Problem requirements:
Rewrite the lines below, replacing "small portion" with "small part" and keeping everything else the same.

[Saved data entries]
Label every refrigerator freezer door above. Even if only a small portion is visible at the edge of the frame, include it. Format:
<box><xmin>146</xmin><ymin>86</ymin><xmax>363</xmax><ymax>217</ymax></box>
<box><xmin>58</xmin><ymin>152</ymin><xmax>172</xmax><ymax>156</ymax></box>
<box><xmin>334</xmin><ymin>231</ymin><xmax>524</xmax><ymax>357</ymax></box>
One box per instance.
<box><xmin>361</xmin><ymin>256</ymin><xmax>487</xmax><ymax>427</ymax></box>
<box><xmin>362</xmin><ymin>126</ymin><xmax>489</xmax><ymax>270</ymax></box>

Solution:
Label every refrigerator freezer door above. Even if only a small part is visible at the edge of the frame, include it. Format:
<box><xmin>146</xmin><ymin>86</ymin><xmax>363</xmax><ymax>217</ymax></box>
<box><xmin>58</xmin><ymin>152</ymin><xmax>172</xmax><ymax>156</ymax></box>
<box><xmin>334</xmin><ymin>231</ymin><xmax>524</xmax><ymax>357</ymax></box>
One box per instance.
<box><xmin>361</xmin><ymin>256</ymin><xmax>487</xmax><ymax>427</ymax></box>
<box><xmin>362</xmin><ymin>126</ymin><xmax>489</xmax><ymax>270</ymax></box>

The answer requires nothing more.